**Text section:**
§

In December 2016, Markey and Senators Chris Coons and Marco Rubio suggested to the Department of State that the U.S. curtail assistance to the Philippines' law enforcement units due to alleged extrajudicial killings and other human rights violations in Philippine president Rodrigo Duterte's drug war, in adherence to the Leahy Law. In April 2019, Markey and four other Democratic and Republican senators introduced a resolution urging the release of Philippine senator Leila de Lima, a key proponent of the inquiry on the Duterte administration's reported human rights violations who has been detained since 2017 for suspected drug trafficking; the senators believed that De Lima's detention was politically motivated. In January 2020, Markey revealed that the Philippine government had declared him and Senators Dick Durbin and Patrick Leahy (principal sponsor of the Leahy Law) persona non grata to the country. After Duterte stepped down from office in 2022, Markey visited the Philippines and met with De Lima privately.

In October 2017, Markey condemned the genocide of the Rohingya Muslim minority in Myanmar.

In 2018, Markey cosponsored the Countering the Chinese Government and Communist Party's Political Influence Operations Act, a bill introduced by Rubio and Catherine Cortez Masto that would give the Secretary of State and the Director of National Intelligence (DNI) the authority to create an interagency task force to examine Chinese attempts to influence the U.S. and key allies.

In October 2018, Markey was one of eight senators to sign a letter to Director of National Intelligence Dan Coats requesting a classified briefing on what the American intelligence community knew about threats to U.S.-based Saudi journalist Jamal Khashoggi so that the senators could fulfill their "oversight obligation" as members of Congress. In March 2019, Markey was one of nine Democratic senators to sign a letter to Salman of Saudi Arabia requesting the release of human rights lawyer Waleed Abu al-Khair and writer Raif Badawi, women's rights activists Loujain al-Hathloul and Samar Badawi, and Dr. Walid Fitaih. The senators wrote, "Not only have reputable international organizations detailed the arbitrary detention of peaceful activists and dissidents without trial for long periods, but the systematic discrimination against women, religious minorities and mistreatment of migrant workers and others has also been well-documented."

In November 2018, Markey, Senators Chris Coons and Elizabeth Warren and a bipartisan group of lawmakers sent the Trump administration a letter raising concerns about the People's Republic of China's undue influence on media outlets and academic institutions in the United States. They wrote: "In American news outlets, Beijing has used financial ties to suppress negative information about the CCP... Beijing has also sought to use relationships with American academic institutions and student groups to shape public discourse."

In February 2019, ahead of the 2019 North Korea–United States Hanoi Summit, Markey said that it was "pretty clear that Kim wants to have a personal meeting with Trump with hopes that he can, in fact, elicit concessions from President Trump that might not otherwise be possible if it was just our diplomats talking one-on-one" and that the US "could run the risk that Kim is given concessions which are not accompanied by real concessions that the United States is receiving in return from Kim and his regime." Markey called for Trump to receive commitments on denuclearization from Kim Jong-un before making commitments in return.

§

**Data extracts:**
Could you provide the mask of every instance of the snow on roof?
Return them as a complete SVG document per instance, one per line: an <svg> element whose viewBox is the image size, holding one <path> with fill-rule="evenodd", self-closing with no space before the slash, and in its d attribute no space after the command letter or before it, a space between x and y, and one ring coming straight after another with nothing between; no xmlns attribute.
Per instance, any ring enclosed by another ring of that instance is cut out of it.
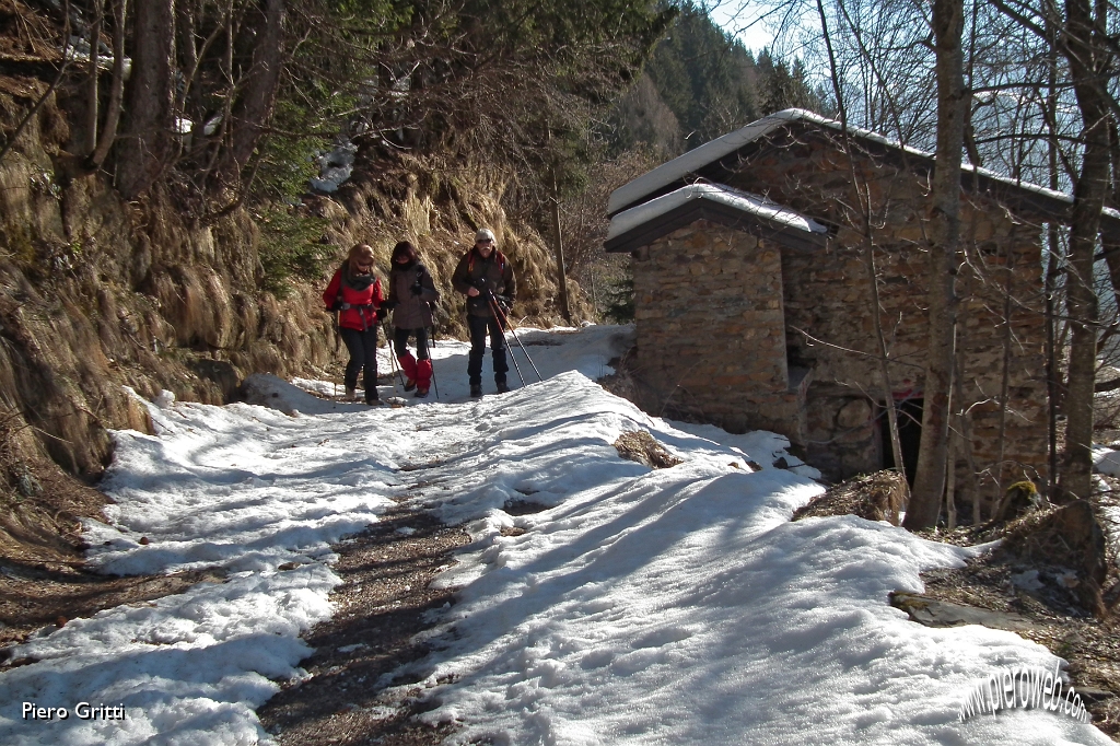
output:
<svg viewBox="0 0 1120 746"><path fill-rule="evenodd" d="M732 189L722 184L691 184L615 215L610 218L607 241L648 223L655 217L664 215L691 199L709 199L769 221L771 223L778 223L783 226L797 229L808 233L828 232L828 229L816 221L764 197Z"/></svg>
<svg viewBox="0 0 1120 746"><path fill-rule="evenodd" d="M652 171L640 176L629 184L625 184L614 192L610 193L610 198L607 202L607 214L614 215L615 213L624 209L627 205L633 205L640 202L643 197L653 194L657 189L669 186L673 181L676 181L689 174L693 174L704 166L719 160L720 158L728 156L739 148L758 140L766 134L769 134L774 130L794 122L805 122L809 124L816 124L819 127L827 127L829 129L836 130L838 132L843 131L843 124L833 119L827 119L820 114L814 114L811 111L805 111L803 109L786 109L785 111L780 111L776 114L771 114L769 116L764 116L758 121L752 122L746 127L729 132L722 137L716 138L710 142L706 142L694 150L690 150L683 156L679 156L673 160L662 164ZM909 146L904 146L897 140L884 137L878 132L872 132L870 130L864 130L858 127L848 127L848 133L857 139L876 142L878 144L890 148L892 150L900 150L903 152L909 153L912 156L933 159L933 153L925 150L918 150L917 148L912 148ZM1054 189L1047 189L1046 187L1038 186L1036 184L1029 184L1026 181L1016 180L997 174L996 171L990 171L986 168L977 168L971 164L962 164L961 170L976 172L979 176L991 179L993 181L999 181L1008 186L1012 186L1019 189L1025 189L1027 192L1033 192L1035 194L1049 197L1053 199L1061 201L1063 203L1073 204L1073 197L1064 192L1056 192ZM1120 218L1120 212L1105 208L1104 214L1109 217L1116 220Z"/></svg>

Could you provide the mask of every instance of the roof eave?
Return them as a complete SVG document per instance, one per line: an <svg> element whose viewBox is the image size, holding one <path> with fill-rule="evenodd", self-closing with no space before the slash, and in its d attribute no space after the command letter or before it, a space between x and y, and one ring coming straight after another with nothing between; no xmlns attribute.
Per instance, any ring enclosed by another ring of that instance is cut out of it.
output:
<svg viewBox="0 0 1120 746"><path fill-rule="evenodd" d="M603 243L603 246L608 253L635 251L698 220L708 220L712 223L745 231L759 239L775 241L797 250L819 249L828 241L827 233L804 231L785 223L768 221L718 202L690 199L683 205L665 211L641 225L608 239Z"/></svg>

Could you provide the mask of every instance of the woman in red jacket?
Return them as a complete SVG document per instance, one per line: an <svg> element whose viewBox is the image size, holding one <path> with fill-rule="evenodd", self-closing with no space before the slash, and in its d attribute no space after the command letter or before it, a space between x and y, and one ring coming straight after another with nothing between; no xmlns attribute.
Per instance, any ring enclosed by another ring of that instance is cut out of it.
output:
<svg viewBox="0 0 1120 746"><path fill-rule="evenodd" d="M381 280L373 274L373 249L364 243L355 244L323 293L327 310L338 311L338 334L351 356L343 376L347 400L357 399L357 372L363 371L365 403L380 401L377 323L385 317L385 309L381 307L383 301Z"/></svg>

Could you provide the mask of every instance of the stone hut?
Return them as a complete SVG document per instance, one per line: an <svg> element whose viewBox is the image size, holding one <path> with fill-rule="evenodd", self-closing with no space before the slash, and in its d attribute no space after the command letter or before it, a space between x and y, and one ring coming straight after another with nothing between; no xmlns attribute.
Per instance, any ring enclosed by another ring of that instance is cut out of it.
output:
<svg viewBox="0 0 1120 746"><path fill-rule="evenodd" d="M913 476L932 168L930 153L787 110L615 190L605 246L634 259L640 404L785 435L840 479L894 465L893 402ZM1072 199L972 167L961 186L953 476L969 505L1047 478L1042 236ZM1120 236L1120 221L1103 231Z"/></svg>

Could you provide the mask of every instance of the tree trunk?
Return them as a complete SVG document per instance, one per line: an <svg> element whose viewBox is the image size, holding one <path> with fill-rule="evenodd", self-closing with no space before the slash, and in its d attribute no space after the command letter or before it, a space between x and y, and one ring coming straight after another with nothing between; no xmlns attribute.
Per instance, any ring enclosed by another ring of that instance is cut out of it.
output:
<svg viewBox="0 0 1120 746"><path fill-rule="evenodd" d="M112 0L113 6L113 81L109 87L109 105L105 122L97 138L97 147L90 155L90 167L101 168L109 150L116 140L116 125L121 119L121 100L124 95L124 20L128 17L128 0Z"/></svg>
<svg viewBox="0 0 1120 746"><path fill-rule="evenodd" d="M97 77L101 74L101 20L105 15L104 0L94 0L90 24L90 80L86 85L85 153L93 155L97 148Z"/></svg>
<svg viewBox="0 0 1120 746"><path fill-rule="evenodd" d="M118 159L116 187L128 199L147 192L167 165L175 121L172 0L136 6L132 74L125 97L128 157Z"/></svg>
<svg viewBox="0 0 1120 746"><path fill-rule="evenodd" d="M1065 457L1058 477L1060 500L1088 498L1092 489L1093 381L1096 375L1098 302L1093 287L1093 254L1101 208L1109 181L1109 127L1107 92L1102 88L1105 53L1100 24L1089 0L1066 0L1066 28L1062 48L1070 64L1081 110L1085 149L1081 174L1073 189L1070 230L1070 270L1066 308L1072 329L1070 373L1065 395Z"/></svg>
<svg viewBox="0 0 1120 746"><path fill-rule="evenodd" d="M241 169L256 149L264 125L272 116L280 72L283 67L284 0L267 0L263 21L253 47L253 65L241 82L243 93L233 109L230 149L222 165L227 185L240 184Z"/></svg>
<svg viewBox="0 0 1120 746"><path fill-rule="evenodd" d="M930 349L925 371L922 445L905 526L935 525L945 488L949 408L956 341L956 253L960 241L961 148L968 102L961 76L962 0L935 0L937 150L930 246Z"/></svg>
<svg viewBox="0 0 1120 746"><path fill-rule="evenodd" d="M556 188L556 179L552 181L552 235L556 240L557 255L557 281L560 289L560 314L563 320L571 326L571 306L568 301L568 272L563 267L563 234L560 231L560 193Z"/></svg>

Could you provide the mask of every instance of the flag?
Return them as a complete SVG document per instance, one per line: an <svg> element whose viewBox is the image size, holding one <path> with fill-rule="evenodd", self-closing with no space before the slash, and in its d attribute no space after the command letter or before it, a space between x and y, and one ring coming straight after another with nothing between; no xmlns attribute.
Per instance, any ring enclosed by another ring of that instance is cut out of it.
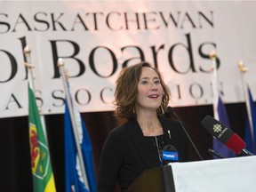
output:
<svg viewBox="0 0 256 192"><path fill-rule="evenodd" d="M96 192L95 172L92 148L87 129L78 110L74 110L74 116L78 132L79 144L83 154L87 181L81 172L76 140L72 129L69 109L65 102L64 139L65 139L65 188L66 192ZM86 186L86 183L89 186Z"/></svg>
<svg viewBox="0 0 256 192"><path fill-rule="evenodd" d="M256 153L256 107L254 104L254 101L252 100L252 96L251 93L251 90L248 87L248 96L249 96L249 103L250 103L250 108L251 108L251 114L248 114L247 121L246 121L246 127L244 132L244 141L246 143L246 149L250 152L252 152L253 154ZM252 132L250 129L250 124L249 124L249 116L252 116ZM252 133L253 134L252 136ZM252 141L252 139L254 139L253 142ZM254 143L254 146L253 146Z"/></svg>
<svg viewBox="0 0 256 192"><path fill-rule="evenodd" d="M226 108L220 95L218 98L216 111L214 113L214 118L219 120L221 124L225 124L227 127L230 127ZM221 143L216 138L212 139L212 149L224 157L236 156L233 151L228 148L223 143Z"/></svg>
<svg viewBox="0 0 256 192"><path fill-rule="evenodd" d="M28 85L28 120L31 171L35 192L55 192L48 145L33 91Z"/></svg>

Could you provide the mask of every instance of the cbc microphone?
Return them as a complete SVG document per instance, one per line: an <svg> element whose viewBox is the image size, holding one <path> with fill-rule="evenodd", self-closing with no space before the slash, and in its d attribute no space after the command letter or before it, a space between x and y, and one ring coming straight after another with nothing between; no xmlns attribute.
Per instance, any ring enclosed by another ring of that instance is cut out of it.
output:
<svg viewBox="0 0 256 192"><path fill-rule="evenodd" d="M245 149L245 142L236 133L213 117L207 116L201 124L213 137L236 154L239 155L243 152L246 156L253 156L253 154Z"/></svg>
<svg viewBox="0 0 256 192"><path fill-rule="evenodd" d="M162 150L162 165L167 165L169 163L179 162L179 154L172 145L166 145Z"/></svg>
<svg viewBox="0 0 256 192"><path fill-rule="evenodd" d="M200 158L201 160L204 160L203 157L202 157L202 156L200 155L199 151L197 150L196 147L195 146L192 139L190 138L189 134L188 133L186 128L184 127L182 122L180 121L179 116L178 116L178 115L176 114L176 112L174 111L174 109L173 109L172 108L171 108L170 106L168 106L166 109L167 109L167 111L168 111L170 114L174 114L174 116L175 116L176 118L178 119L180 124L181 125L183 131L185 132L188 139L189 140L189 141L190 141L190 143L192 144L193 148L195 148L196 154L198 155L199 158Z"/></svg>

§

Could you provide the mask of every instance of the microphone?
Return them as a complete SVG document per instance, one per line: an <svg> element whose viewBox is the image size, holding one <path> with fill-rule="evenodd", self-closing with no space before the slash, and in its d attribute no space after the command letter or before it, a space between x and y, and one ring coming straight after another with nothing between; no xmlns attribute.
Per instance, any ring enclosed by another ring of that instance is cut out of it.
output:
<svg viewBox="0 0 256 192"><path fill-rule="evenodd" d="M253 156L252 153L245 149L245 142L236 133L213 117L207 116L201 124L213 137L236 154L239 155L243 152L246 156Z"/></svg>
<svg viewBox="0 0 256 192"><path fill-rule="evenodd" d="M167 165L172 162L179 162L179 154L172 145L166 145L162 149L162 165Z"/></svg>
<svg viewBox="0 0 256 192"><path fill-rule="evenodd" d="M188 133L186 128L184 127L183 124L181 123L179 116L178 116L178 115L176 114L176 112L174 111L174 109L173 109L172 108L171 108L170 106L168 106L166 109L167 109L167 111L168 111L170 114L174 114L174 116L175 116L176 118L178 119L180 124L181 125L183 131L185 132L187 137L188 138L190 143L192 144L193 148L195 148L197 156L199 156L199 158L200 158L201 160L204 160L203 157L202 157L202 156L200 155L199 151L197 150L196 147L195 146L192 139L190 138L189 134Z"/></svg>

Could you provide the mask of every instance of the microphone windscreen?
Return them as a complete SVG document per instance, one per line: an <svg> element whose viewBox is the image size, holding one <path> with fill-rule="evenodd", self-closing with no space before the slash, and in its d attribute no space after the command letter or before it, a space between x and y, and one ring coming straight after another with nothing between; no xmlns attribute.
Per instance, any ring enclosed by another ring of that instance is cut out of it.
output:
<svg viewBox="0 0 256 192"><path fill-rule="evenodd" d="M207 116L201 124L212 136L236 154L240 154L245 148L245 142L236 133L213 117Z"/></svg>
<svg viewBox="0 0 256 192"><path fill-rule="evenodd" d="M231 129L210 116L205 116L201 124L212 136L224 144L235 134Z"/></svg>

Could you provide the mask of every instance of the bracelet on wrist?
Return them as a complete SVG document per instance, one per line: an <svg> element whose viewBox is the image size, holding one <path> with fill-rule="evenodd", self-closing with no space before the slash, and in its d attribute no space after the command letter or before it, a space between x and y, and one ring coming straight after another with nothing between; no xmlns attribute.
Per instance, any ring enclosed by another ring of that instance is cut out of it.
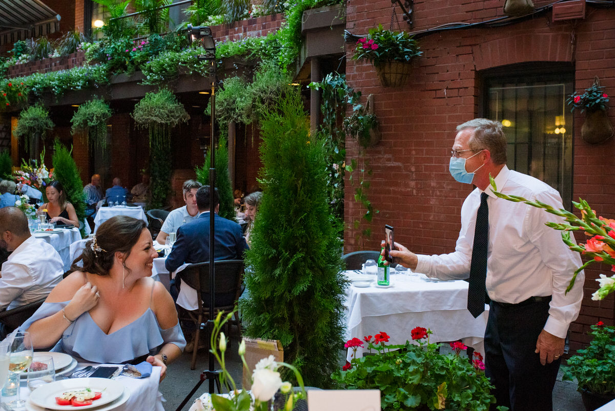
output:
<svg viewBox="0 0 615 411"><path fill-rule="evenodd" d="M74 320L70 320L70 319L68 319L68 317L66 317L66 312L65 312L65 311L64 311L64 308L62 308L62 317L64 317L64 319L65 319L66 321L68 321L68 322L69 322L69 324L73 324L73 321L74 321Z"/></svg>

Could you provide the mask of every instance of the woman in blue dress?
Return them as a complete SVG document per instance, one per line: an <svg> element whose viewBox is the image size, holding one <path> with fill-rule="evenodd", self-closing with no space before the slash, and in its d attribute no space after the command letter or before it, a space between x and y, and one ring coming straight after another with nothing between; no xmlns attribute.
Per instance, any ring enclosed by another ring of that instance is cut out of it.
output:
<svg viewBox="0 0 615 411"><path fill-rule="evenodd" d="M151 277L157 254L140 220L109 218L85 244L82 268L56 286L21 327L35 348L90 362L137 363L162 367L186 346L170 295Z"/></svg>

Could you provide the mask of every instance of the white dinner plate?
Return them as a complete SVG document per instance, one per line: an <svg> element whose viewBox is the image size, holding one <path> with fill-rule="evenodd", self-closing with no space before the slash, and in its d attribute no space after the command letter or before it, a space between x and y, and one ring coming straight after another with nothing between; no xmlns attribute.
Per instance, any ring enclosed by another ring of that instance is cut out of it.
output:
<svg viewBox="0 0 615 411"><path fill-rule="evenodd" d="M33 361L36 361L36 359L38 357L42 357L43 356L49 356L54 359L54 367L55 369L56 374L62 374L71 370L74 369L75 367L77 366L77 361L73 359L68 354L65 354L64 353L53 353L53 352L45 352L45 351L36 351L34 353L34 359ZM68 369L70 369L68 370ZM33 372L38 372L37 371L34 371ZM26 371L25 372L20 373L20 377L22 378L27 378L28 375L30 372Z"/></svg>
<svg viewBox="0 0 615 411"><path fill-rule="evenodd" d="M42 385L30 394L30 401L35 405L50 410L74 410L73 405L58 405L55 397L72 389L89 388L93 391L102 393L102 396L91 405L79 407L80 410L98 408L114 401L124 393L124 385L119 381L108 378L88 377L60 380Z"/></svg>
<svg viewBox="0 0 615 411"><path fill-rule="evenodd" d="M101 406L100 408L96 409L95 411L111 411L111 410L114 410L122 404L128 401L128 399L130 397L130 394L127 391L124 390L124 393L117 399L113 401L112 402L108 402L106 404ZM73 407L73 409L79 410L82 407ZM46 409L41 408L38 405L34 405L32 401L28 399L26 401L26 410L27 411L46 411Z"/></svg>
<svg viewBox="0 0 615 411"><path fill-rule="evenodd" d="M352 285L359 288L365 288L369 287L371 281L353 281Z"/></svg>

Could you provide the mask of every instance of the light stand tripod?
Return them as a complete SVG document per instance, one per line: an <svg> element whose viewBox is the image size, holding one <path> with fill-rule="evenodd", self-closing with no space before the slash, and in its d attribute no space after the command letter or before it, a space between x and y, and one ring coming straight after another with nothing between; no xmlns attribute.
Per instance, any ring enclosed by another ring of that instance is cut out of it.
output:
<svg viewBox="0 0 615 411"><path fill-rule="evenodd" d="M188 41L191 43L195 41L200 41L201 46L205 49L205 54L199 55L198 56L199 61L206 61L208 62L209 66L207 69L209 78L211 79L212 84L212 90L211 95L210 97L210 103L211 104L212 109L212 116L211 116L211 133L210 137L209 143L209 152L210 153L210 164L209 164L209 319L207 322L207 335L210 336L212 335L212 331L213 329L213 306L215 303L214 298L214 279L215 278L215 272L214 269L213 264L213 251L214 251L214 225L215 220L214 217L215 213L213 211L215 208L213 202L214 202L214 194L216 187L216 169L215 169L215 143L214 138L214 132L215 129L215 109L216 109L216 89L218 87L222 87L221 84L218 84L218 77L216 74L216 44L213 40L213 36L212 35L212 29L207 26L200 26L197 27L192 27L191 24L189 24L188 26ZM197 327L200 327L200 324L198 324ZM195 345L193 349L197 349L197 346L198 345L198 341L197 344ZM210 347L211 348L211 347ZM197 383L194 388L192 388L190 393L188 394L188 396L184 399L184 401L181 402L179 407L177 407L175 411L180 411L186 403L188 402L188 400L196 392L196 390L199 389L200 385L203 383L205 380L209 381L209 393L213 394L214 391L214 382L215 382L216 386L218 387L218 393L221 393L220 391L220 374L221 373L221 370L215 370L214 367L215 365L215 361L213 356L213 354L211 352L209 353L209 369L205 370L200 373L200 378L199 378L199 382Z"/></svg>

§

**Exercise instructions:**
a - In the text on Markey's foreign policy actions, why did the October 2018 letter to Dan Coats ask for a classified briefing on threats to Jamal Khashoggi?
b - Write out the text on Markey's foreign policy actions from "In 2018, Markey" up to and including "and key allies.".

**Solved problems:**
a - The senators asked for the briefing so they could fulfill their "oversight obligation" as members of Congress.

b -
In 2018, Markey cosponsored the Countering the Chinese Government and Communist Party's Political Influence Operations Act, a bill introduced by Rubio and Catherine Cortez Masto that would give the Secretary of State and the Director of National Intelligence (DNI) the authority to create an interagency task force to examine Chinese attempts to influence the U.S. and key allies.